> [Tasks]
1. Retype the passage from the text on resistance movements in the Middle East, starting with "Hizbullah rouses region-wide" and going on through "of their citizens.".
2. Answer these questions from the text on resistance movements in the Middle East:
(a) Which leader was the spectre the West saw in the region in the 1950s and 1960s?
(b) How does Omar al-Bashir describe the proposed deployment of UN troops in Darfur?
(c) The rejectionist front is built around an alliance between which two countries?
3. Carry on the text about resistance movements in the Middle East from its last sentence.

> [Text extract]
--

The first wars of the 21st century have also unfolded there, in
Afghanistan, Iraq, western Sudan and Lebanon.
This being so, the West has
a long history of espying new spectres in the region. In the 1950s and
1960s it was Nasser, Egypt's passionate pan-Arabist leader. In the
1970s it was Palestinian terrorism; in the 1980s Khomeini's Islamic
revolution; since the turn of the century, al-Qaeda-style mayhem; and
now again revolutionary Iran, newly expansionary and perhaps, some
day, armed with nukes.
Some of these imagined
threats to the global order have been leftist and nationalist, some
reactionary and religious, some radical and violent. Yet all have
drawn their mobilising power from a single source. They have all been,
in essence, resistance movements, inspired by a seemingly unquenchable
popular urge to challenge the dominant perceived injustice of the day,
whether it be European colonialism, Zionism, American hegemonism or
the grip of local governments charged with selling out to the West.
The most reliable populist
cry today remains “resistance”. Sudan's strongman, Omar al-Bashir,
blasts the proposed deployment of UN troops
in Darfur as the spearhead of a new Western crusade. The Shias and
Sunnis in Iraq may be fighting each other for dominance, but the call
to “resist” the American occupiers and the weak (though elected)
government they sponsor wins passionate followers to both camps.
Hizbullah rouses region-wide cheers for bloodying Israel's nose.
Clearly, although times have changed, this dynamic has not.
What has changed is that the
call to resist now inspires unprecedented enthusiasm, galvanising many
disparate political streams at once, secular and nationalist as well
as Islamist. The religious element, boosted by the great revival that
has swept Muslim societies across the globe, adds a scriptural
drumbeat to the call. And lately the impulse to resist has also been
strengthened by the failing prestige of traditional countervailing
forces—America, the moderate governments in the region and the
liberal-minded minority of their citizens.
The most obvious sign of the
renewed attraction of resistance is the strengthening of a
rejectionist front built around the alliance between Iran and Syria.

--

> [Entries shown]
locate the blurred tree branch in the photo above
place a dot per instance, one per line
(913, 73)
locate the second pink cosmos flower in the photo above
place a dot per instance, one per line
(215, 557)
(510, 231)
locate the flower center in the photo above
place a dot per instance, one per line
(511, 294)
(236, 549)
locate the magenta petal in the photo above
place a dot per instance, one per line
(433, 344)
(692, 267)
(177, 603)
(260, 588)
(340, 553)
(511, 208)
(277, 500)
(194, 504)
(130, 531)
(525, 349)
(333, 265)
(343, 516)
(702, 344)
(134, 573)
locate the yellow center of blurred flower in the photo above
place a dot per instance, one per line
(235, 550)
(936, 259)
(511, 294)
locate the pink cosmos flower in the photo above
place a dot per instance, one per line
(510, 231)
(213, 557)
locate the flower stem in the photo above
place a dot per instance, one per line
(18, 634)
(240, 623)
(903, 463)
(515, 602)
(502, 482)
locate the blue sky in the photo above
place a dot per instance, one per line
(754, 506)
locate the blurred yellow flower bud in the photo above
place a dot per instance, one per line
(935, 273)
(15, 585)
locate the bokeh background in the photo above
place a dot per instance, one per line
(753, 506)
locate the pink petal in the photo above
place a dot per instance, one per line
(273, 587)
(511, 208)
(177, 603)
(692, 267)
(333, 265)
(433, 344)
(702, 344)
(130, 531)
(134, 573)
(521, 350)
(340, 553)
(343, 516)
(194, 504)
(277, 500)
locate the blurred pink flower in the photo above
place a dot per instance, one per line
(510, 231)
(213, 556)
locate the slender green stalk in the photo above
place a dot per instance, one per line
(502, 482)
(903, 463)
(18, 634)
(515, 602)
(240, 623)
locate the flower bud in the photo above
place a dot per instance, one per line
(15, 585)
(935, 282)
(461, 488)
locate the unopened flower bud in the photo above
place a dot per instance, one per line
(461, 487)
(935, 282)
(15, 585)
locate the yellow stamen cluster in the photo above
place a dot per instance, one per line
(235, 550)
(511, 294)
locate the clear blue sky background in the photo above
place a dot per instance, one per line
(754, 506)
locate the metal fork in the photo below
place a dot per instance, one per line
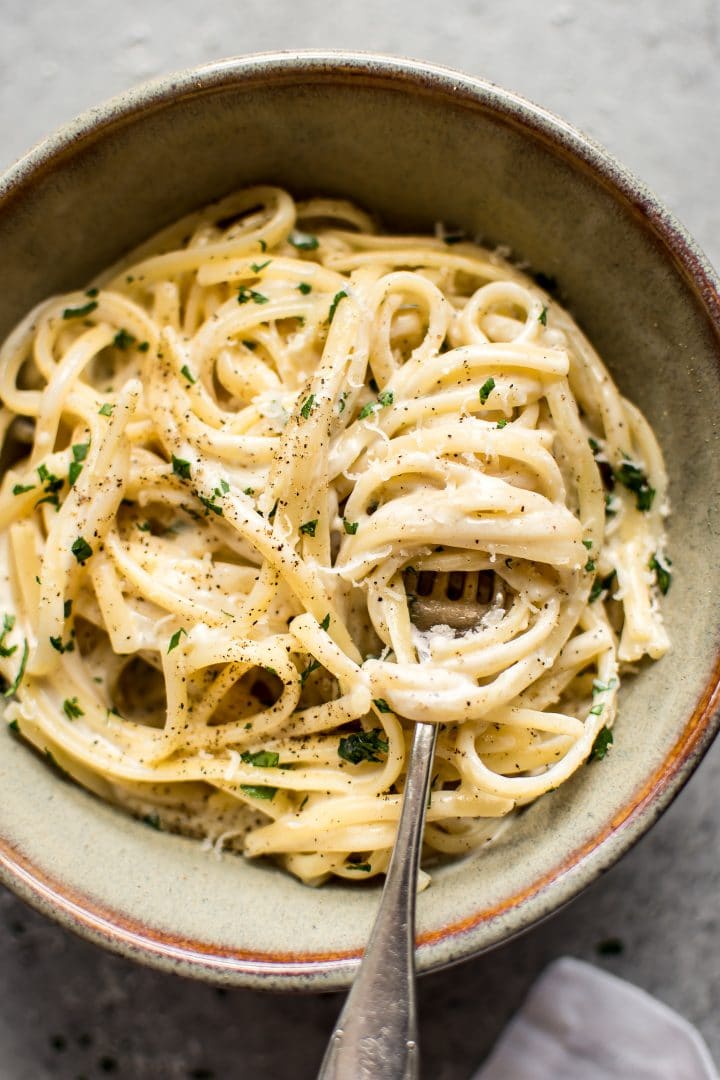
(376, 1035)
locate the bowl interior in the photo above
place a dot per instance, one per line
(418, 146)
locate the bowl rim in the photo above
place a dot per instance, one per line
(562, 883)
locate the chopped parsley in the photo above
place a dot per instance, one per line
(8, 623)
(211, 504)
(181, 468)
(21, 671)
(261, 758)
(60, 647)
(334, 307)
(257, 792)
(601, 744)
(634, 478)
(487, 389)
(123, 339)
(71, 709)
(363, 746)
(308, 407)
(80, 312)
(303, 241)
(663, 576)
(175, 639)
(599, 687)
(245, 295)
(81, 550)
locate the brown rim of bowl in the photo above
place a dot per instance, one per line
(516, 914)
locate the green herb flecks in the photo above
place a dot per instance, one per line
(21, 671)
(175, 639)
(257, 792)
(334, 307)
(245, 295)
(363, 746)
(123, 339)
(663, 576)
(261, 758)
(601, 744)
(487, 389)
(303, 241)
(8, 623)
(81, 550)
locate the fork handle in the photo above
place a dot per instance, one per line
(376, 1035)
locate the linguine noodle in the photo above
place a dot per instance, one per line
(247, 461)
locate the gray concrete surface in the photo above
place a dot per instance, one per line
(643, 78)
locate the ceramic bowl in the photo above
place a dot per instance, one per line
(419, 145)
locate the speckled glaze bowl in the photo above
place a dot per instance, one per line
(417, 144)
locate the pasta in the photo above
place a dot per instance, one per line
(280, 485)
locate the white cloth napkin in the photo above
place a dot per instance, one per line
(580, 1023)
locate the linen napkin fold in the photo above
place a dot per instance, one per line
(580, 1023)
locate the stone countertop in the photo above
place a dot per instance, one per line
(644, 80)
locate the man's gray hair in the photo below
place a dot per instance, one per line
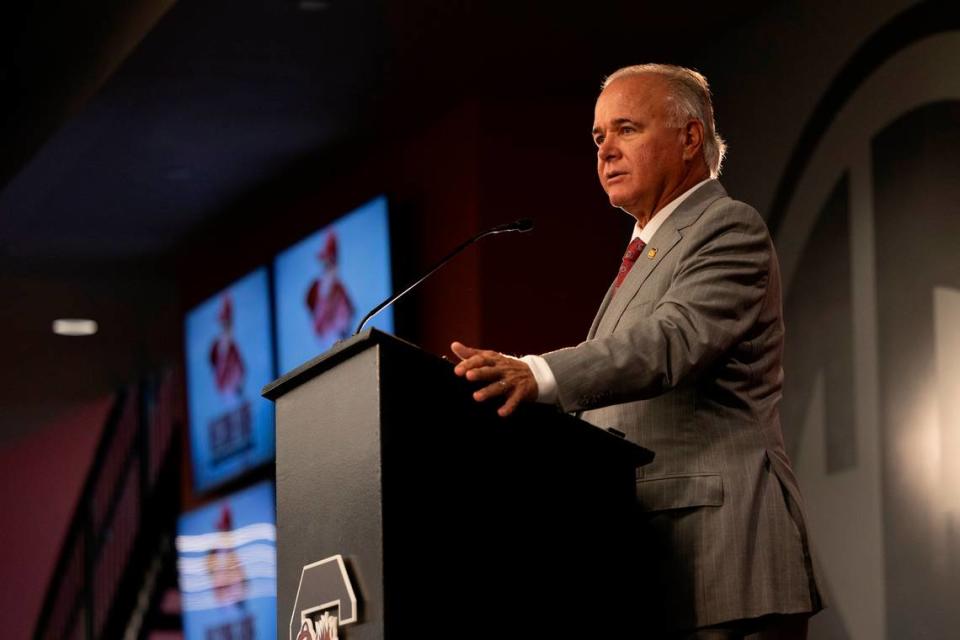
(689, 94)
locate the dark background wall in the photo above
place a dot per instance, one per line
(488, 132)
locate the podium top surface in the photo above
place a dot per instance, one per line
(346, 349)
(336, 354)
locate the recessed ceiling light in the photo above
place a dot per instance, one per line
(313, 5)
(74, 327)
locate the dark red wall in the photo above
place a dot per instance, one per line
(41, 477)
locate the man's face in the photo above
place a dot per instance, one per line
(639, 155)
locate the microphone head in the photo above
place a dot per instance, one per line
(523, 225)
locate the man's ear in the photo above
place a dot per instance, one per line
(692, 139)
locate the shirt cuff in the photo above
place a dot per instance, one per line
(546, 382)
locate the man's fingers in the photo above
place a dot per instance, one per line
(491, 391)
(509, 405)
(484, 373)
(473, 362)
(462, 351)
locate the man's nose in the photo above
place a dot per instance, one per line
(607, 150)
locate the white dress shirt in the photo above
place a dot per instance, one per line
(546, 382)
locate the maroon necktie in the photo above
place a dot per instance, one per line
(633, 252)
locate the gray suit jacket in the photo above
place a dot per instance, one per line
(686, 360)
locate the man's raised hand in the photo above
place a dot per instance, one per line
(506, 376)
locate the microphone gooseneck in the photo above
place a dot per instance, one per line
(517, 226)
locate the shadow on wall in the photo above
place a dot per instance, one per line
(872, 394)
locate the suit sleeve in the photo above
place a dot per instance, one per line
(716, 292)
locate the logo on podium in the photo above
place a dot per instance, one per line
(325, 601)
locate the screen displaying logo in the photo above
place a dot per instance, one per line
(325, 283)
(229, 359)
(227, 564)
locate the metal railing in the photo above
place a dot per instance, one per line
(129, 502)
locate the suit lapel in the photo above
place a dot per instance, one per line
(600, 312)
(663, 241)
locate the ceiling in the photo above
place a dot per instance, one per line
(128, 124)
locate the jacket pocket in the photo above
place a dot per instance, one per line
(680, 491)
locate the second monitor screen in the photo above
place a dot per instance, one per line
(328, 281)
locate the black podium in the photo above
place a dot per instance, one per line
(405, 509)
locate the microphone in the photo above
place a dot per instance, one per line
(519, 226)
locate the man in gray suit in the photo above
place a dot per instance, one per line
(684, 357)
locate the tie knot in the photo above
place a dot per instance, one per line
(629, 257)
(633, 250)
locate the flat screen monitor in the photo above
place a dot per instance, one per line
(227, 565)
(229, 354)
(329, 280)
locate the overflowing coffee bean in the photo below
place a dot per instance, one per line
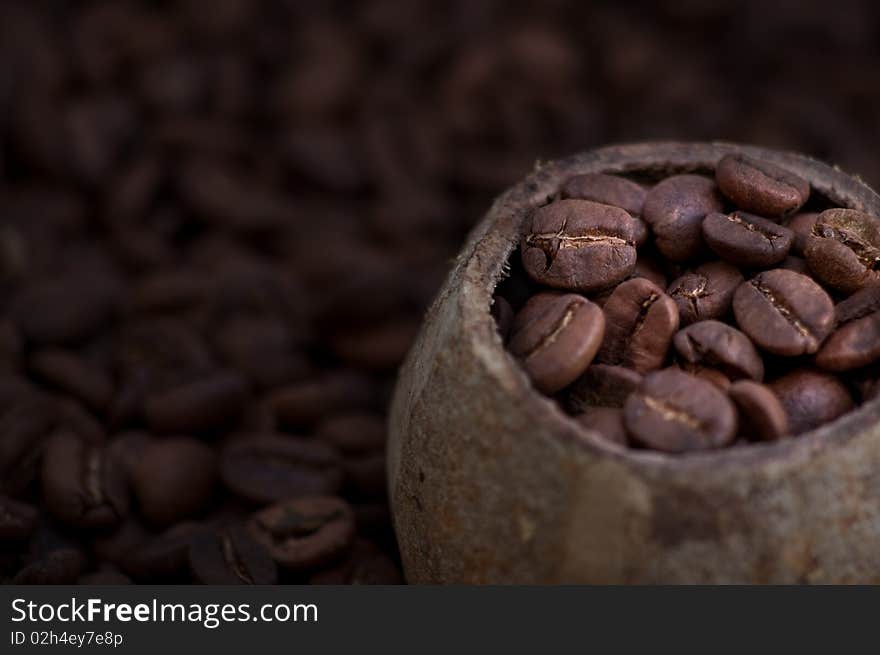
(745, 344)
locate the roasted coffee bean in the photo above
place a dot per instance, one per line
(746, 240)
(640, 322)
(811, 399)
(305, 534)
(365, 565)
(712, 344)
(556, 336)
(269, 468)
(759, 186)
(83, 485)
(801, 225)
(354, 432)
(199, 406)
(856, 341)
(17, 519)
(601, 385)
(676, 412)
(230, 556)
(57, 567)
(62, 311)
(706, 292)
(675, 210)
(761, 415)
(783, 312)
(72, 374)
(579, 245)
(844, 249)
(606, 421)
(174, 479)
(608, 190)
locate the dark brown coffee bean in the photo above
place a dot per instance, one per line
(811, 399)
(746, 240)
(17, 519)
(712, 344)
(365, 565)
(783, 312)
(761, 415)
(354, 432)
(305, 534)
(174, 479)
(801, 225)
(601, 385)
(63, 311)
(606, 421)
(83, 485)
(640, 322)
(759, 186)
(844, 249)
(579, 245)
(706, 292)
(856, 341)
(57, 567)
(230, 556)
(198, 406)
(675, 209)
(608, 190)
(269, 468)
(676, 412)
(305, 403)
(556, 336)
(72, 374)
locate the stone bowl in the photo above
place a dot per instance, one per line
(490, 482)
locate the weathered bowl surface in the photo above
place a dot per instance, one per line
(491, 483)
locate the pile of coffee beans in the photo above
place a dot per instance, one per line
(697, 311)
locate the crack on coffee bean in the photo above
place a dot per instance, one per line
(232, 558)
(786, 313)
(672, 413)
(553, 335)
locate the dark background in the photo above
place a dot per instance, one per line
(320, 162)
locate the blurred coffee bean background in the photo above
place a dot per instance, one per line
(221, 222)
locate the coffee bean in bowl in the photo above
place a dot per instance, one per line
(722, 425)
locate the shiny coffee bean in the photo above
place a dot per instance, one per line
(230, 556)
(556, 336)
(174, 479)
(601, 385)
(801, 225)
(783, 312)
(675, 412)
(811, 399)
(606, 421)
(608, 190)
(856, 341)
(761, 414)
(759, 186)
(706, 292)
(198, 406)
(640, 322)
(74, 375)
(579, 245)
(306, 533)
(269, 468)
(83, 485)
(844, 249)
(675, 210)
(746, 240)
(17, 519)
(716, 345)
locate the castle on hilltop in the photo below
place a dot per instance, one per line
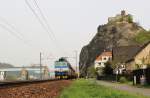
(122, 17)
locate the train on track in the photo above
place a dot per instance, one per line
(64, 70)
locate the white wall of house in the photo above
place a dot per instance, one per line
(143, 57)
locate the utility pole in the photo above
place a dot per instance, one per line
(40, 65)
(76, 58)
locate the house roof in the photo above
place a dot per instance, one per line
(125, 54)
(108, 53)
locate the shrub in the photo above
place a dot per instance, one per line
(122, 80)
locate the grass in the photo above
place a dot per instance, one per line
(86, 89)
(142, 37)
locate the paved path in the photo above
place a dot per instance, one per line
(125, 87)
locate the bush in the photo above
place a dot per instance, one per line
(122, 80)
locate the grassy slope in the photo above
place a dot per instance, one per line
(85, 89)
(142, 37)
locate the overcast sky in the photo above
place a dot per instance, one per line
(74, 23)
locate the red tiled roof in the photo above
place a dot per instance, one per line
(103, 54)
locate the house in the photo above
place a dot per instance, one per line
(132, 57)
(102, 59)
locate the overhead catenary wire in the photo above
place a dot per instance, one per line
(37, 17)
(43, 21)
(13, 29)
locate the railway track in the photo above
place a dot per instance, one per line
(6, 84)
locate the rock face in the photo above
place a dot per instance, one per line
(119, 31)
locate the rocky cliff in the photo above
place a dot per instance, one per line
(119, 31)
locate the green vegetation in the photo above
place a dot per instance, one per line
(142, 37)
(91, 71)
(87, 89)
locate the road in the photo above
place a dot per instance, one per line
(39, 90)
(125, 87)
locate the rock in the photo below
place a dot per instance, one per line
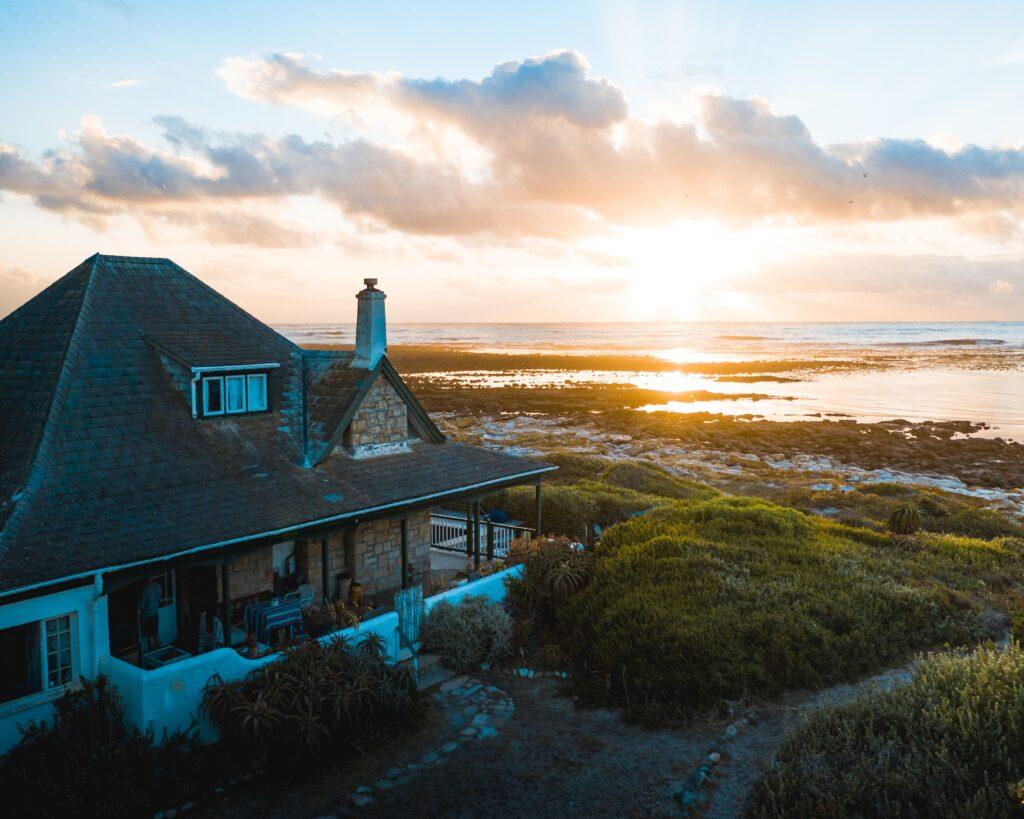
(455, 682)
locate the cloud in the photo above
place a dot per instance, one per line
(557, 155)
(1012, 54)
(887, 274)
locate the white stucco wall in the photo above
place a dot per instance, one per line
(89, 642)
(169, 698)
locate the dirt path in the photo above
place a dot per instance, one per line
(552, 759)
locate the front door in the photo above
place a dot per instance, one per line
(196, 593)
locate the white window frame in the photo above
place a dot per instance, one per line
(44, 653)
(166, 580)
(206, 396)
(245, 395)
(266, 394)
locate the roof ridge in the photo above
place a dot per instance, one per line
(31, 482)
(264, 328)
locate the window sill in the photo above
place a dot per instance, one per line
(33, 700)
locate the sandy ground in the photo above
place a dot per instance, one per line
(552, 759)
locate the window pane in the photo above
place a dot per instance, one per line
(257, 393)
(235, 389)
(58, 654)
(19, 667)
(212, 398)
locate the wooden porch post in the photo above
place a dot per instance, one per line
(537, 509)
(225, 593)
(325, 570)
(476, 534)
(404, 552)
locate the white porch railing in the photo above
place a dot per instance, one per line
(448, 531)
(169, 698)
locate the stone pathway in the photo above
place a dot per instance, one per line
(474, 713)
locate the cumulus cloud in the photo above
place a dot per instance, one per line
(562, 157)
(887, 274)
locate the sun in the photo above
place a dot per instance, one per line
(678, 266)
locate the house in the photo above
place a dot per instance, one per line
(155, 436)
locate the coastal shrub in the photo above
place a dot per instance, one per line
(89, 762)
(475, 631)
(950, 742)
(573, 467)
(649, 479)
(904, 519)
(698, 602)
(552, 572)
(871, 505)
(316, 699)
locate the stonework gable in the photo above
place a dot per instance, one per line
(380, 425)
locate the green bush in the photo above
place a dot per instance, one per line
(88, 762)
(872, 504)
(697, 602)
(314, 700)
(649, 479)
(551, 574)
(904, 519)
(950, 742)
(475, 631)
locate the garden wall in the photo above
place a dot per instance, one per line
(168, 698)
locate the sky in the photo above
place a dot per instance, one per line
(527, 162)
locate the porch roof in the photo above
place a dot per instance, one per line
(102, 465)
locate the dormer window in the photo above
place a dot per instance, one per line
(232, 393)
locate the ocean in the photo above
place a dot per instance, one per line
(884, 371)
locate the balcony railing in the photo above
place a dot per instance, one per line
(448, 531)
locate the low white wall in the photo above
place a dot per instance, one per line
(168, 698)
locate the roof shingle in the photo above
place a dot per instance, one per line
(101, 463)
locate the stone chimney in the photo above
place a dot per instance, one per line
(371, 329)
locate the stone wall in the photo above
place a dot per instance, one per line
(309, 558)
(252, 573)
(381, 424)
(375, 552)
(371, 552)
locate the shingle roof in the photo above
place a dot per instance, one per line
(101, 463)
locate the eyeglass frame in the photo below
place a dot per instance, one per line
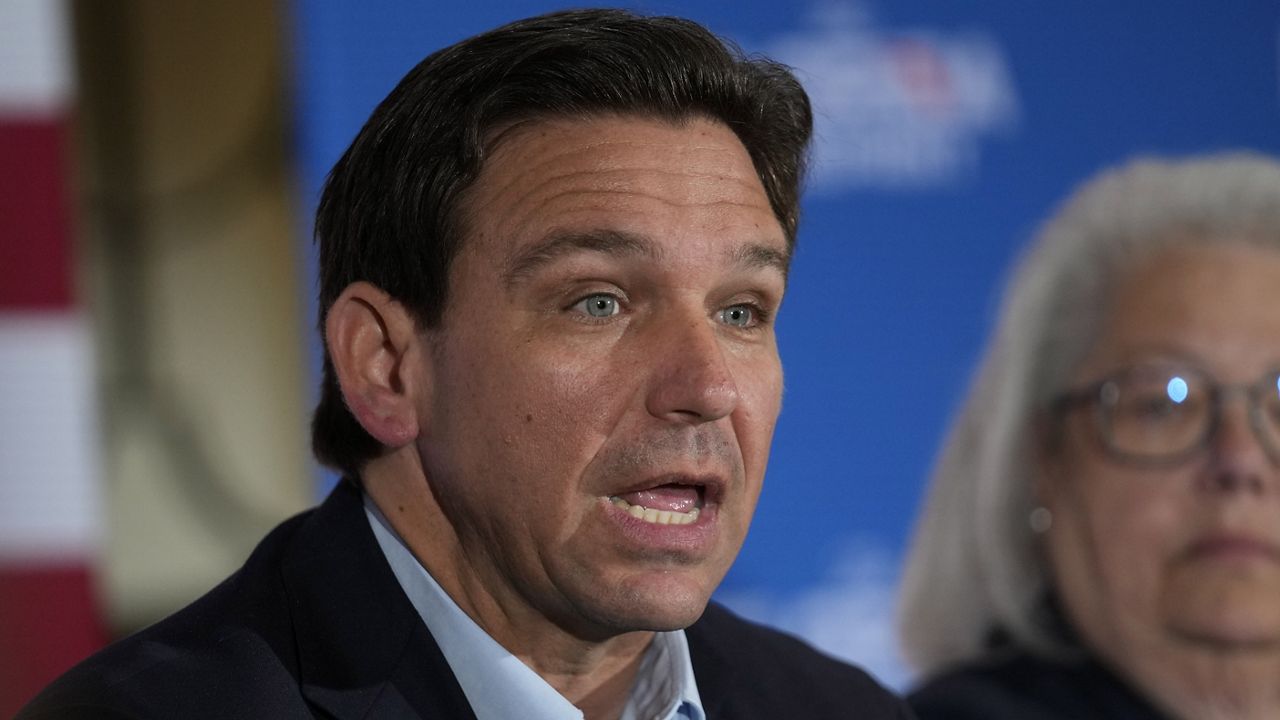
(1219, 393)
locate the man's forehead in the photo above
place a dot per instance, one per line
(522, 263)
(567, 183)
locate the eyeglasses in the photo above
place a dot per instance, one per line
(1164, 411)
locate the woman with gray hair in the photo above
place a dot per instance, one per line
(1101, 537)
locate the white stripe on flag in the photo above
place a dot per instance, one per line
(35, 58)
(50, 499)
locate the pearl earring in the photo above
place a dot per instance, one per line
(1040, 519)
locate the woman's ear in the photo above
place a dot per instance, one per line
(374, 346)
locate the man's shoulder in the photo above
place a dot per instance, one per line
(749, 670)
(228, 652)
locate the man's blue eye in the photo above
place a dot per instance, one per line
(737, 315)
(598, 305)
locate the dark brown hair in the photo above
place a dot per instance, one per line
(388, 213)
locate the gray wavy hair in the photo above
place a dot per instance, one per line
(974, 565)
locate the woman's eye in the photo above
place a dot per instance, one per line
(598, 305)
(739, 315)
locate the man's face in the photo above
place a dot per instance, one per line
(606, 378)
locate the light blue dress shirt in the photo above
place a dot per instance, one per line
(501, 687)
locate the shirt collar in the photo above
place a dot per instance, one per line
(498, 686)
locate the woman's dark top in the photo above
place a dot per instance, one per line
(1010, 684)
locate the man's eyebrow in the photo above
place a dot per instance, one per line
(557, 245)
(758, 255)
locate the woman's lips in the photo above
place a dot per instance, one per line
(1233, 546)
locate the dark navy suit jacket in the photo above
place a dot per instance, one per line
(316, 625)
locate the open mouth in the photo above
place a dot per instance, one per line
(672, 504)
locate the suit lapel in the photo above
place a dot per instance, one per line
(362, 648)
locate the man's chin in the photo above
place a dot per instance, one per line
(658, 609)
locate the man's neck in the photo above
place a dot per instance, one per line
(593, 674)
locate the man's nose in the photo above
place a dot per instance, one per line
(1239, 460)
(691, 378)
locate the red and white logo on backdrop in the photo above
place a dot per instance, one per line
(50, 495)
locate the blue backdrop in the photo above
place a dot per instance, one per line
(946, 132)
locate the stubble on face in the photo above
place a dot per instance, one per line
(542, 414)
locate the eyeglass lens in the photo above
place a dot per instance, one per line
(1165, 411)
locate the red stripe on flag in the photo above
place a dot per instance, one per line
(49, 620)
(35, 249)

--

> [Expected outputs]
1.
Hizbullah rouses region-wide cheers for bloodying Israel's nose.
Clearly, although times have changed, this dynamic has not.
What has changed is that the
call to resist now inspires unprecedented enthusiasm, galvanising many
disparate political streams at once, secular and nationalist as well
as Islamist. The religious element, boosted by the great revival that
has swept Muslim societies across the globe, adds a scriptural
drumbeat to the call. And lately the impulse to resist has also been
strengthened by the failing prestige of traditional countervailing
forces—America, the moderate governments in the region and the
liberal-minded minority of their citizens.

2.
(a) Nasser, Egypt's pan-Arabist leader.
(b) As the spearhead of a new Western crusade.
(c) Iran and Syria.

3.
The bond between these countries' very different regimes—one
ostensibly secular and Arab nationalist, but in fact an insular,
sectarian dictatorship, the other a Shia theocracy—goes back a
quarter-century. It was forged in opposition to their mutual neighbour,
Iraq, then under the belligerent fist of Saddam Hussein. But the scope
of this odd couple's shared interests widened over time. It came to
include such goals as keeping Lebanon under Syria's thumb, undermining
peace moves between Israel and the Palestinians so as to pressure
Israel into disgorging the Golan Heights, occupied in 1967, and making
sure America burned its fingers so badly in Iraq that the superpower
would not think of similar adventures elsewhere. The Syrian-Iranian
alliance also embraces smaller clients who share these goals, such as
the main Islamist parties championing “resistance” in Lebanon and
Palestine, Hizbullah (the Party of God) and Hamas (which means “zeal”,
but is, revealingly, an Arabic acronym for Islamic Resistance
Movement).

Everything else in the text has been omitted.